Fix: mark statements that refer to a system variable as "unsafe",
meaning they will be replicated by row in mixed mode and produce a warning
in statement mode. There are some exceptions: some variables are actually
replicated. Those should *not* be marked as unsafe.
BUG#34732: mysqlbinlog does not print default values for auto_increment variables
Problem: mysqlbinlog does not print default values for some variables,
including auto_increment_increment and others. So if a client executing
the output of mysqlbinlog has different default values, replication will
be wrong.
Fix: Always print default values for all variables that are replicated.
I need to fix the two bugs at the same time, because the test cases would
fail if I only fixed one of them.
include/m_ctype.h:
Added definition of ILLEGAL_CHARSET_INFO_NUMBER. We just need a symbol
for a number that will never be used by any charset. ~0U should be safe
since charset numbers are sequential, starting from 0.
mysql-test/include/commit.inc:
Upated test to avoid making statements unsafe.
mysql-test/r/commit_1innodb.result:
Updated test needs updated result file.
mysql-test/r/mysqlbinlog.result:
Updated result file.
mysql-test/r/mysqlbinlog2.result:
Updated result file.
mysql-test/r/user_var-binlog.result:
Updated result file.
mysql-test/suite/binlog/r/binlog_base64_flag.result:
Updated result file.
━━━━
= TO BE DONE =
A – Transcribe everything in the commit message from "I need to fix" down to "making statements unsafe.".
B – According to the commit message, what definition was added to include/m_ctype.h?
C – Resume the commit message from the point where it stops.
The dataset lines play no part here.

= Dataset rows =
━━━━
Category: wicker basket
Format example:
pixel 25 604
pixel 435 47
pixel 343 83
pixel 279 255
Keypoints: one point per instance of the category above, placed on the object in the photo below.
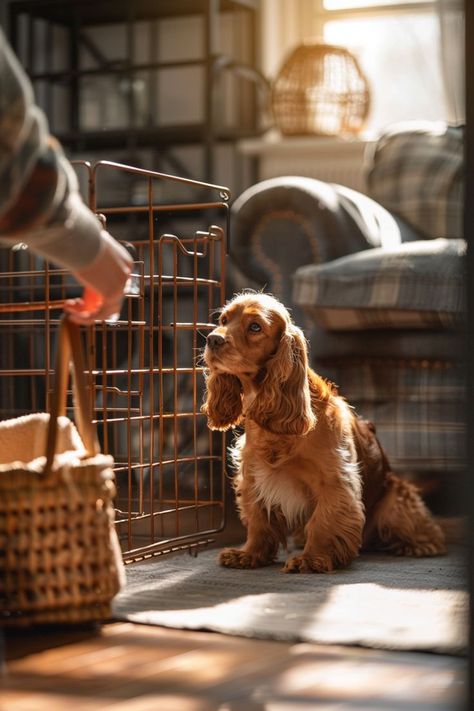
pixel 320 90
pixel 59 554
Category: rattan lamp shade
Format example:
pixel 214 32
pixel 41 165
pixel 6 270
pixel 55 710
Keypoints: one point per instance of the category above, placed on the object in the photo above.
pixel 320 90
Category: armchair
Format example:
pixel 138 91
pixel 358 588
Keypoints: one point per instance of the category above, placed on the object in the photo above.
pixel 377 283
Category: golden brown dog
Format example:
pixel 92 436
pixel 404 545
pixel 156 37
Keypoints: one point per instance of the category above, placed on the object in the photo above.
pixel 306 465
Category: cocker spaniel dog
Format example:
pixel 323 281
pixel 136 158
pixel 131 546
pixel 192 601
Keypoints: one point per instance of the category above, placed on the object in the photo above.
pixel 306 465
━━━━
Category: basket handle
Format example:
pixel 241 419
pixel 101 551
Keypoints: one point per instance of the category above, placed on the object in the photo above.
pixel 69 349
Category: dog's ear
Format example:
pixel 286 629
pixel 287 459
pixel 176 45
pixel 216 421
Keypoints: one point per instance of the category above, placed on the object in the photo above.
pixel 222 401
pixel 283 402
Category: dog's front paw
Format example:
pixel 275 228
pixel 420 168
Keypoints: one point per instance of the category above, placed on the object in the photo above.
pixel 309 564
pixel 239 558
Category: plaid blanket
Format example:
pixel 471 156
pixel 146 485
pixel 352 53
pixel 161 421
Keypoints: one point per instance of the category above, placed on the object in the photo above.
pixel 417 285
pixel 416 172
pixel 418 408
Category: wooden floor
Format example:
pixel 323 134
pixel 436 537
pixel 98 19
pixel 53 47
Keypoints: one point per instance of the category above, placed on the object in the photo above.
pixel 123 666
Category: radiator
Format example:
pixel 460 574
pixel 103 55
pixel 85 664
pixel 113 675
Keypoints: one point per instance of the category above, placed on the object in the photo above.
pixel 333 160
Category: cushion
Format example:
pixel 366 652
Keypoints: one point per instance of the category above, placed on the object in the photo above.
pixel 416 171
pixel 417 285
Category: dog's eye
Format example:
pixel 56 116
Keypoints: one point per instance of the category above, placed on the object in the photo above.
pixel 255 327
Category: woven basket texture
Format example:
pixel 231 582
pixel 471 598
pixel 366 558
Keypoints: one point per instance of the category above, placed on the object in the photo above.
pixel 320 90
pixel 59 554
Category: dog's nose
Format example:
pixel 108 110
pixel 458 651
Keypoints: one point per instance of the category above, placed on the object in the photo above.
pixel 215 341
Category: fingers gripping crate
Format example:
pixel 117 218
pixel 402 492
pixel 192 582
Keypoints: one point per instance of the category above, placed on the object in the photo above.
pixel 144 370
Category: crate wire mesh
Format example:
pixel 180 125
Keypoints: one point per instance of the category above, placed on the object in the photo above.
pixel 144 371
━━━━
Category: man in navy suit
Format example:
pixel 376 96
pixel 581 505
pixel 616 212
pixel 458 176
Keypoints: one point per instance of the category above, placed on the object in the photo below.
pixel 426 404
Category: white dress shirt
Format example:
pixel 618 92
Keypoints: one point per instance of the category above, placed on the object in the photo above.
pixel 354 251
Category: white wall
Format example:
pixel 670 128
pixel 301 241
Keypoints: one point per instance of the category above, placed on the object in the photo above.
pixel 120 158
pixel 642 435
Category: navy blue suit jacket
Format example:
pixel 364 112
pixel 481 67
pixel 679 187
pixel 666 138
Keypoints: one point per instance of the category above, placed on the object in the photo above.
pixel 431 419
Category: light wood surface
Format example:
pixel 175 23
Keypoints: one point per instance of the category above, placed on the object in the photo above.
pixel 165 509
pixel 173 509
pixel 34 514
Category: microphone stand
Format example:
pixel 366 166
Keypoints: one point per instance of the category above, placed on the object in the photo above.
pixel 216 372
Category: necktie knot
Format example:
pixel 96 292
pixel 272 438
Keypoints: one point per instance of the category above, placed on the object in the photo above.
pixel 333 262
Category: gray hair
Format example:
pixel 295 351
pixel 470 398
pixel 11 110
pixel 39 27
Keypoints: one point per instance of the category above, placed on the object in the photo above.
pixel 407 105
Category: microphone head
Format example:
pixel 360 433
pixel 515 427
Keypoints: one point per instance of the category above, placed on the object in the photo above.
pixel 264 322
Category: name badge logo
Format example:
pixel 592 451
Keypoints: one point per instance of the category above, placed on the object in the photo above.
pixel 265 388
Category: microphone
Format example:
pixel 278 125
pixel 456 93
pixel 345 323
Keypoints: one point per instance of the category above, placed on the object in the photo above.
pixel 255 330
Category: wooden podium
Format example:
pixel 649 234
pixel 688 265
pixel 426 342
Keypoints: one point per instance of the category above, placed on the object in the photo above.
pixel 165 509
━━━━
= ANSWERS FOR THE TASKS =
A –
I need to fix the two bugs at the same time, because the test cases would
fail if I only fixed one of them.
include/m_ctype.h:
Added definition of ILLEGAL_CHARSET_INFO_NUMBER. We just need a symbol
for a number that will never be used by any charset. ~0U should be safe
since charset numbers are sequential, starting from 0.
mysql-test/include/commit.inc:
Upated test to avoid making statements unsafe.

B – A definition of ILLEGAL_CHARSET_INFO_NUMBER.

C –
mysql-test/suite/binlog/r/binlog_stm_ctype_ucs.result:
Updated result file.
mysql-test/suite/binlog/r/binlog_unsafe.result:
Modified test file needs modified result file.
mysql-test/suite/binlog/t/binlog_base64_flag.test:
Need to filter out pseudo_thread_id from result since it is
nondeterministic.
mysql-test/suite/binlog/t/binlog_unsafe.test:
Add tests that using variables is unsafe. The 'CREATE VIEW' tests didn't
make sense, so I removed them. SHOW WARNINGS is not necessary either,
because we get warnings for each statement in the result file.
mysql-test/suite/rpl/r/rpl_row_mysqlbinlog.result:
Updated result file.
mysql-test/suite/rpl/r/rpl_skip_error.result:
Updated result file.
mysql-test/suite/rpl/t/rpl_skip_error.test:
The test used @@server_id, which is not safe to replicate, so it would
have given a warning. The way it used @@server_id was hackish (issue a
query on master that removes rows only on master), so I replaced it by a
more robust way to do the same thing (connect to slave and insert the
rows only there).
Also clarified what the test case does.
mysql-test/t/mysqlbinlog2.test:
Use --short-form instead of manually filtering out nondeterministic stuff
from mysqlbinlog (because we added the nondeterministic @@pseudo_thread_id
to the output).
sql/item_func.cc:
Added method of Item_func_get_system_var that indicates whether the given
system variable will be written to the binlog or not.
sql/item_func.h:
Added method of Item_func_get_system_var that indicates whether the given
system variable will be written to the binlog or not.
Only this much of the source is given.